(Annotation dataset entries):
┌────────
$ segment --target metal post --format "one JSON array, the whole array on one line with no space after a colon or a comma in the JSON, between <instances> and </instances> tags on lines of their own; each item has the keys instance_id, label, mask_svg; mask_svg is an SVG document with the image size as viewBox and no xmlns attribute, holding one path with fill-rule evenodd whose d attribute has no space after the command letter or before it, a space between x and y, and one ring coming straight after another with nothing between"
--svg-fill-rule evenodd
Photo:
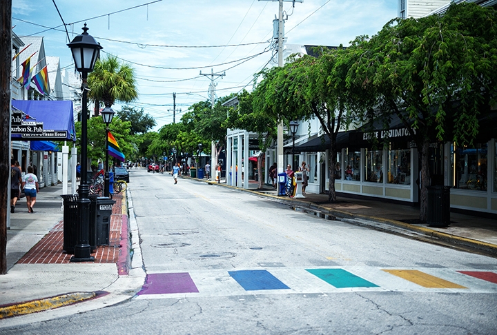
<instances>
[{"instance_id":1,"label":"metal post","mask_svg":"<svg viewBox=\"0 0 497 335\"><path fill-rule=\"evenodd\" d=\"M296 171L295 169L295 134L292 133L292 170Z\"/></svg>"},{"instance_id":2,"label":"metal post","mask_svg":"<svg viewBox=\"0 0 497 335\"><path fill-rule=\"evenodd\" d=\"M108 173L108 124L106 127L106 172L104 177L104 196L109 197L109 183L110 178Z\"/></svg>"},{"instance_id":3,"label":"metal post","mask_svg":"<svg viewBox=\"0 0 497 335\"><path fill-rule=\"evenodd\" d=\"M83 90L83 110L81 114L81 182L78 188L78 194L79 198L77 201L78 214L79 220L76 225L76 245L75 246L75 254L70 258L71 262L92 262L95 258L91 256L91 250L90 244L88 244L89 229L90 229L90 199L88 199L89 187L88 185L87 170L87 150L88 145L87 139L87 118L88 108L86 106L86 97L88 94L88 83L86 79L88 73L82 72L83 83L81 84L81 90Z\"/></svg>"}]
</instances>

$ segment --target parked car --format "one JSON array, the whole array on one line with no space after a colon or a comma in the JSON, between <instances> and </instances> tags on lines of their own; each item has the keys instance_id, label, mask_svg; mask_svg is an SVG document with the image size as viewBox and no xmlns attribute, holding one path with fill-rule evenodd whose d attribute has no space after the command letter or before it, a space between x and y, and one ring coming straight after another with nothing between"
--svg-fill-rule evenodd
<instances>
[{"instance_id":1,"label":"parked car","mask_svg":"<svg viewBox=\"0 0 497 335\"><path fill-rule=\"evenodd\" d=\"M114 168L114 181L124 181L129 183L129 172L122 166Z\"/></svg>"},{"instance_id":2,"label":"parked car","mask_svg":"<svg viewBox=\"0 0 497 335\"><path fill-rule=\"evenodd\" d=\"M152 164L148 165L148 168L147 168L147 172L150 172L150 171L156 171L159 172L159 165L155 164L155 163L153 163Z\"/></svg>"}]
</instances>

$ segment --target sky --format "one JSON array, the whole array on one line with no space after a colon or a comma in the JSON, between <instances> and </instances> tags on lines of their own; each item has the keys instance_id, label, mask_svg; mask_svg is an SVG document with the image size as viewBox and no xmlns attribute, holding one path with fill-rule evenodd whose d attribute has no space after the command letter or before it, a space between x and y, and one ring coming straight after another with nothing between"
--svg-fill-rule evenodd
<instances>
[{"instance_id":1,"label":"sky","mask_svg":"<svg viewBox=\"0 0 497 335\"><path fill-rule=\"evenodd\" d=\"M301 1L284 2L289 44L347 46L397 16L398 0ZM210 101L211 77L203 74L225 74L215 76L222 97L250 92L254 74L277 64L271 41L278 7L277 0L12 0L12 26L19 37L43 36L46 55L74 71L62 20L71 40L86 23L101 57L135 69L139 97L128 105L143 108L158 130L173 123L173 93L177 123L192 104Z\"/></svg>"}]
</instances>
└────────
(WHAT TO WORK ON): Rewrite every line of the records above as a Markdown table with the columns No. and Line, numbering the rows and skipping blank lines. Leave the pictures out.

(TASK RESULT):
| No. | Line |
|---|---|
| 1 | $ segment --target metal post --format "one JSON array, the whole array on one line with no space after a colon or a comma in the JSON, between <instances> and </instances> tags on lines of their own; each item has the keys instance_id, label, mask_svg; mask_svg is an SVG document with the image size as viewBox and no xmlns attribute, holding one path with fill-rule evenodd whose d attribute has no space after the command letter or before it, a space between x and y, and one ring coming straight after another with nothing between" |
| 2 | --svg-fill-rule evenodd |
| 3 | Photo: |
| 4 | <instances> |
| 5 | [{"instance_id":1,"label":"metal post","mask_svg":"<svg viewBox=\"0 0 497 335\"><path fill-rule=\"evenodd\" d=\"M296 171L295 169L295 134L292 133L292 170Z\"/></svg>"},{"instance_id":2,"label":"metal post","mask_svg":"<svg viewBox=\"0 0 497 335\"><path fill-rule=\"evenodd\" d=\"M108 173L108 124L106 127L106 172L104 177L104 196L109 197L109 183L110 178Z\"/></svg>"},{"instance_id":3,"label":"metal post","mask_svg":"<svg viewBox=\"0 0 497 335\"><path fill-rule=\"evenodd\" d=\"M83 90L83 110L81 114L81 182L78 188L78 194L79 198L77 201L78 214L79 220L76 225L76 245L75 246L75 254L70 258L71 262L92 262L95 258L91 256L91 250L90 244L88 244L89 229L90 229L90 199L88 199L89 187L88 185L87 170L87 150L88 145L87 139L87 118L88 108L86 106L86 97L88 94L88 83L86 79L88 73L82 72L83 83L81 84L81 90Z\"/></svg>"}] |
| 6 | </instances> |
| 7 | $ segment --target parked car --format "one JSON array, the whole array on one line with no space after a colon or a comma in the JSON, between <instances> and </instances> tags on lines of their own; each item has the keys instance_id, label, mask_svg; mask_svg is an SVG document with the image size as viewBox and no xmlns attribute, holding one path with fill-rule evenodd whose d attribute has no space after the command letter or before it, a space between x and y, and one ring coming straight after another with nothing between" |
| 8 | --svg-fill-rule evenodd |
| 9 | <instances> |
| 10 | [{"instance_id":1,"label":"parked car","mask_svg":"<svg viewBox=\"0 0 497 335\"><path fill-rule=\"evenodd\" d=\"M114 168L114 181L124 181L129 183L129 172L122 166Z\"/></svg>"},{"instance_id":2,"label":"parked car","mask_svg":"<svg viewBox=\"0 0 497 335\"><path fill-rule=\"evenodd\" d=\"M152 164L148 165L148 168L147 168L147 172L150 172L150 171L156 171L159 172L159 165L155 164L155 163L153 163Z\"/></svg>"}] |
| 11 | </instances> |
| 12 | $ segment --target sky --format "one JSON array, the whole array on one line with no space after a colon or a comma in the JSON, between <instances> and </instances> tags on lines of their own; each item has the keys instance_id, label, mask_svg; mask_svg is an SVG document with the image size as viewBox and no xmlns attribute, holding one path with fill-rule evenodd whose d attribute has no space after the command letter or before it, a space between x and y, and one ring coming straight after another with nothing between" |
| 13 | --svg-fill-rule evenodd |
| 14 | <instances> |
| 15 | [{"instance_id":1,"label":"sky","mask_svg":"<svg viewBox=\"0 0 497 335\"><path fill-rule=\"evenodd\" d=\"M301 1L284 2L289 44L347 46L397 16L398 0ZM210 101L211 77L203 74L225 74L215 76L222 97L250 92L254 74L277 64L271 41L278 7L277 0L12 0L12 26L19 37L43 36L46 55L74 71L62 20L71 40L86 23L101 57L135 69L139 97L128 105L143 108L158 130L173 123L173 93L177 123L192 104Z\"/></svg>"}] |
| 16 | </instances> |